▶ [Task to complete] Where does the word "query" show up in the data? Please find each such line and copy it.

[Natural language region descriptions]
☆ ☆ ☆
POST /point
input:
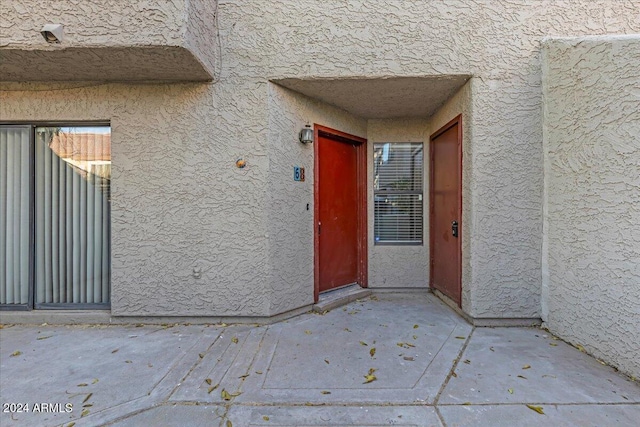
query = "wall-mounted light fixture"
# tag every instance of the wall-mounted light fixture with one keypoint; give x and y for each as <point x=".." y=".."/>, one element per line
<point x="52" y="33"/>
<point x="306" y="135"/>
☆ ☆ ☆
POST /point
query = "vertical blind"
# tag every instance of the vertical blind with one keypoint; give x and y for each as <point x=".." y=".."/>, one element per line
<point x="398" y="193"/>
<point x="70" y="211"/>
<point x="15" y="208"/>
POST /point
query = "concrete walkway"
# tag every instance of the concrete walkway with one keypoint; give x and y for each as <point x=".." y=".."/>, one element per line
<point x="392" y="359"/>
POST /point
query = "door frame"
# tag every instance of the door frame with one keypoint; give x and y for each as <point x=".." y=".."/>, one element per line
☆ ☆ ☆
▶ [Reply to the task]
query = "wall-mounted light fixture"
query = "vertical blind"
query = "concrete walkway"
query = "door frame"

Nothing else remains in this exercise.